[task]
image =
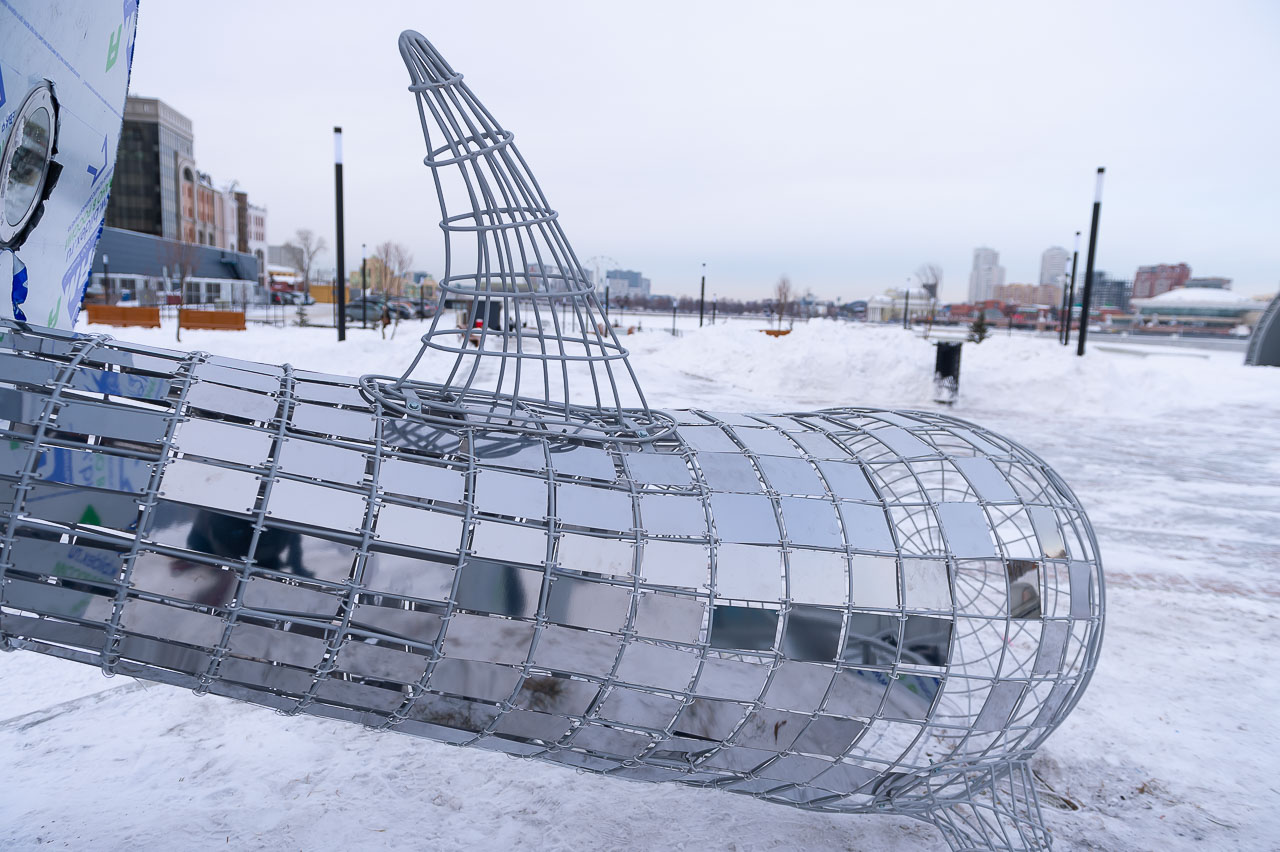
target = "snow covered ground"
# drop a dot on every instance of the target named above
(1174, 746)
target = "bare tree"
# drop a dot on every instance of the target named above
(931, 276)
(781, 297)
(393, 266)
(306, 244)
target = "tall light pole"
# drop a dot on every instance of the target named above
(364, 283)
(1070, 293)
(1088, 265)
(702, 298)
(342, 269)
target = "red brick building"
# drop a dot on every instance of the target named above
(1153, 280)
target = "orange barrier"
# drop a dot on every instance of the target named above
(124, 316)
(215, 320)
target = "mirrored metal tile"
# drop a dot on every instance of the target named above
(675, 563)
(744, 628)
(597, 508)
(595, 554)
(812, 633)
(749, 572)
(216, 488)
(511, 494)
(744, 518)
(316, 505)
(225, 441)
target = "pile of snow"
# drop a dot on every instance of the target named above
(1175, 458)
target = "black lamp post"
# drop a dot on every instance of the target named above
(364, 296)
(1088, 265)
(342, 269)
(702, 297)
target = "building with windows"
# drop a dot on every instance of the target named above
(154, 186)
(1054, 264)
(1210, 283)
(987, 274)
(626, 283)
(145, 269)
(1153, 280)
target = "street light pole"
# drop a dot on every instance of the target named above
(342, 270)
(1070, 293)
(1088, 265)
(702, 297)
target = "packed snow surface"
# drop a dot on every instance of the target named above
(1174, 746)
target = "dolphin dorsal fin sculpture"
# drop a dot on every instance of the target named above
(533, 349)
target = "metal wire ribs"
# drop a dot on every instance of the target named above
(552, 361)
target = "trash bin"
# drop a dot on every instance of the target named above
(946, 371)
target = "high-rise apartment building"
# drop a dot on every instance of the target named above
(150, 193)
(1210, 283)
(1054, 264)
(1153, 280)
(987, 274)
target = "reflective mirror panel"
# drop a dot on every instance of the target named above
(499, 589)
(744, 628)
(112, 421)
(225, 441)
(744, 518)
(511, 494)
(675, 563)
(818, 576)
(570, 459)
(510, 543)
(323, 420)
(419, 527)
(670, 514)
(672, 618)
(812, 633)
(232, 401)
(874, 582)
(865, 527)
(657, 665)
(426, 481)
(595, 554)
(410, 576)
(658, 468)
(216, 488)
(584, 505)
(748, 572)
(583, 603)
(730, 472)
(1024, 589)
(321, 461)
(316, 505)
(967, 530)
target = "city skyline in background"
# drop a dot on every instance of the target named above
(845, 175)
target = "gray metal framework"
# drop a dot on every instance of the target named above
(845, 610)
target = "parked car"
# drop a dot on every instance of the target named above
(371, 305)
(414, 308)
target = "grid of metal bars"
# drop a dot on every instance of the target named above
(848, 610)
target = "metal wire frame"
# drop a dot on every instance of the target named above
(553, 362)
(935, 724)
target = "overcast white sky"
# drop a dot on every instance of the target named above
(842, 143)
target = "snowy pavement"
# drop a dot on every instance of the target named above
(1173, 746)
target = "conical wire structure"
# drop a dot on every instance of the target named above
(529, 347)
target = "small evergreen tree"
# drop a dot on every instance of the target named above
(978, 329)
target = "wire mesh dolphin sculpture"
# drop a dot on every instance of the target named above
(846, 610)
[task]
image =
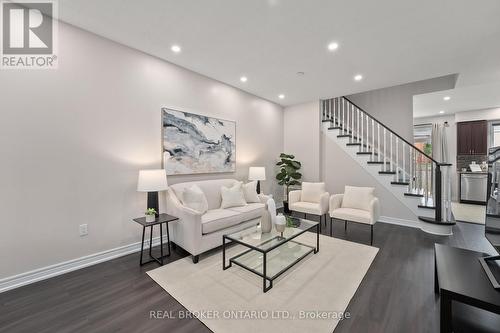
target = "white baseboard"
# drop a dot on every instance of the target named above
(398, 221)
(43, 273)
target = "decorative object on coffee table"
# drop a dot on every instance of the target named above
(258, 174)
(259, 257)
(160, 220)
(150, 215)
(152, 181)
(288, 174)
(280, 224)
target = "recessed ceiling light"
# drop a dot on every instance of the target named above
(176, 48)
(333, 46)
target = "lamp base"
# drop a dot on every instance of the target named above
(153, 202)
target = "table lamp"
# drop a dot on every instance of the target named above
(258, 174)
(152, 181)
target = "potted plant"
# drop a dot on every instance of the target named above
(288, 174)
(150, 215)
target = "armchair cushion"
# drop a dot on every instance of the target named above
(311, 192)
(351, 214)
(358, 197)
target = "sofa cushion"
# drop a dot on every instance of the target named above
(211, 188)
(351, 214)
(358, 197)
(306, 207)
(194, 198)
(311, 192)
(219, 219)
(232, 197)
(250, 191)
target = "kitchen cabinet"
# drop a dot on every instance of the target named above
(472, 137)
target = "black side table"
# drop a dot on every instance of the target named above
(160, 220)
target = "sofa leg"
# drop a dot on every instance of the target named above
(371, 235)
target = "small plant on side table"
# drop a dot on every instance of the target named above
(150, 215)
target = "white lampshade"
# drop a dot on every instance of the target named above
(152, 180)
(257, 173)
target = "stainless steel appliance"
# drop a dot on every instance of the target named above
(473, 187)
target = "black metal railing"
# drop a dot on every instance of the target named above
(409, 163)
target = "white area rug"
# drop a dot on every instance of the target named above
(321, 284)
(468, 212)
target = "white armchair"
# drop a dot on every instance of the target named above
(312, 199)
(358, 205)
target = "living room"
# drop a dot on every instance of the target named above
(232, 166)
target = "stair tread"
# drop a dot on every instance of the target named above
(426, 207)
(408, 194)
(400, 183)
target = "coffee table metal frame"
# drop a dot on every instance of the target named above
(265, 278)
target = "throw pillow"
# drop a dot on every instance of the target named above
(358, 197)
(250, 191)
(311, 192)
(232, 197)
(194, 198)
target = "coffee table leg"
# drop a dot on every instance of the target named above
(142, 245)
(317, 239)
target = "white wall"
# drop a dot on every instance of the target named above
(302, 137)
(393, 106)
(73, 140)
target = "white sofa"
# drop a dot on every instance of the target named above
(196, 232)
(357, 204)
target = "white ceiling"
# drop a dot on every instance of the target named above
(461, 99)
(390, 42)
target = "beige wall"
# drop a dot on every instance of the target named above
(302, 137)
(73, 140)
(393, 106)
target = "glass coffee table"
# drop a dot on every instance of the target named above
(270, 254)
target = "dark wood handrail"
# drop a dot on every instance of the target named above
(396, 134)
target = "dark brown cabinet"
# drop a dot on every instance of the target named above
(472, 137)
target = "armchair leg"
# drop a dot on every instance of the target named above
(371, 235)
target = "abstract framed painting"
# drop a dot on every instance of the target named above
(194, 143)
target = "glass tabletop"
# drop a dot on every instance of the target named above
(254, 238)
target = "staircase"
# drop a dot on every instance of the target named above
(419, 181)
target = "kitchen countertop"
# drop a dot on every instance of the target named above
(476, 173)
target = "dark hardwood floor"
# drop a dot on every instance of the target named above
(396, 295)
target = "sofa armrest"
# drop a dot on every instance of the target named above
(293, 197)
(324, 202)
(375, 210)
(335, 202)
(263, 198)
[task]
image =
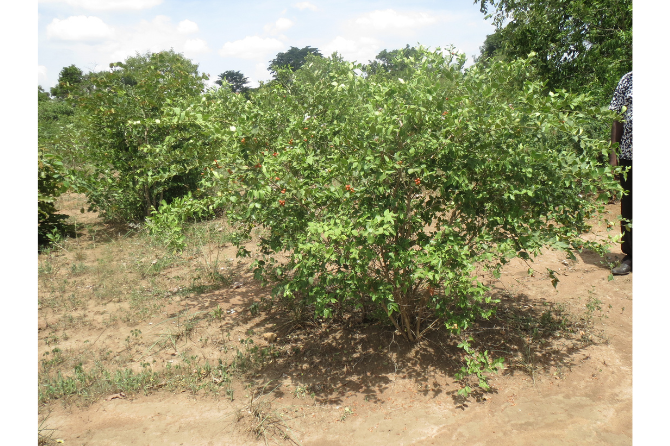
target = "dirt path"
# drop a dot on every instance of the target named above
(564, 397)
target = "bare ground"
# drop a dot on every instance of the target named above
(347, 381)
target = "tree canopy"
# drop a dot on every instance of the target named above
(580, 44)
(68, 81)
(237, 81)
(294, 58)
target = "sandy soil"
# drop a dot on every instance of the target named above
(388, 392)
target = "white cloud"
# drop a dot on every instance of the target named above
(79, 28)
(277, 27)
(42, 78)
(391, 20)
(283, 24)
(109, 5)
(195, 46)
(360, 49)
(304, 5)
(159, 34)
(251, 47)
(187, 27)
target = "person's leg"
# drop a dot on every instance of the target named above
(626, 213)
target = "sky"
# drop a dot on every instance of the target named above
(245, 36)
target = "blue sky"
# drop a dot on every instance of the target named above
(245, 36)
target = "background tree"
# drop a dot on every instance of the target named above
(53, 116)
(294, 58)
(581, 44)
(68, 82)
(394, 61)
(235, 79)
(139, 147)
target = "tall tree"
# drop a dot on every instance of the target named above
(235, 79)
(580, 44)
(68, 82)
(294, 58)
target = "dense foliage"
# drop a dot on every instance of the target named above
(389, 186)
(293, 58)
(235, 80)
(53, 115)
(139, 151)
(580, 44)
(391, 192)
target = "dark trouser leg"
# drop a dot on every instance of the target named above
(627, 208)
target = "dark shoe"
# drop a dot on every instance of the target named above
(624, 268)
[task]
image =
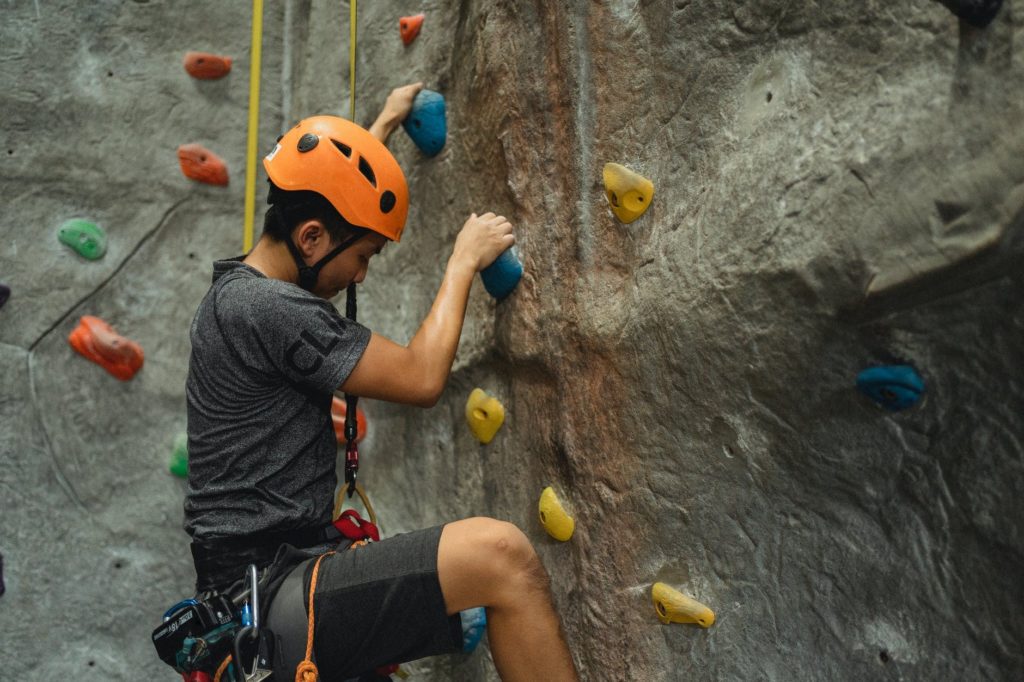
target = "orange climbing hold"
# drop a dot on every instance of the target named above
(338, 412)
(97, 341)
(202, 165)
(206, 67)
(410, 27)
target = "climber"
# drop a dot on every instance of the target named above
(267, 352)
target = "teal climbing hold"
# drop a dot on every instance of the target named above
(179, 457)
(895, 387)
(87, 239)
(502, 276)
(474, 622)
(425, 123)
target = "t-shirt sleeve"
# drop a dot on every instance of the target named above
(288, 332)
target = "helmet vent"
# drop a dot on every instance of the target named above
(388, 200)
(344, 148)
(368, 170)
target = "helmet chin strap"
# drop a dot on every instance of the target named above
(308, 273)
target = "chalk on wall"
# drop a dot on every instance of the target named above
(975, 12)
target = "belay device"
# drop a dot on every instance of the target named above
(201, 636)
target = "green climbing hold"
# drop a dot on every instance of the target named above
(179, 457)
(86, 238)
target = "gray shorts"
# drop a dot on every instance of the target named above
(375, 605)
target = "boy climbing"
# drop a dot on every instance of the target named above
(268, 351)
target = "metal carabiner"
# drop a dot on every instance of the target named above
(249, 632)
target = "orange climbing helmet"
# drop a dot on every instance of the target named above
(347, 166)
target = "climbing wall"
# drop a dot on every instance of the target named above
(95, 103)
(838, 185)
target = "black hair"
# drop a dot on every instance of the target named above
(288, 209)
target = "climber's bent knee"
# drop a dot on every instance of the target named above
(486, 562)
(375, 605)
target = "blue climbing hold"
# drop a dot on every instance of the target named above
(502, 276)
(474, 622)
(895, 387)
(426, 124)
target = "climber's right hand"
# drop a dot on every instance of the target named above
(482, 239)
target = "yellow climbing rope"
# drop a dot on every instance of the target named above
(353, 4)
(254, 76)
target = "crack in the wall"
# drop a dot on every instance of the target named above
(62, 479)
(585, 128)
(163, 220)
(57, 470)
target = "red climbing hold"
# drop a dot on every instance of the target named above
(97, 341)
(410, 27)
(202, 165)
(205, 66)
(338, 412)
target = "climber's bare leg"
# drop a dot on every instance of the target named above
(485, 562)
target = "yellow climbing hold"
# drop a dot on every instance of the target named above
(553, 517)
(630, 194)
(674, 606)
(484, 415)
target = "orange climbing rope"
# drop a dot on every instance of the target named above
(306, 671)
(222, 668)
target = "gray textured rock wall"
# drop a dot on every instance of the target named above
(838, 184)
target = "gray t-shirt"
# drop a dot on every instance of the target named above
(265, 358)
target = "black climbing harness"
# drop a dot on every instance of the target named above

Action item – Find how many lines in the listing hold "gray", and reply with that number only.

Answer below – 4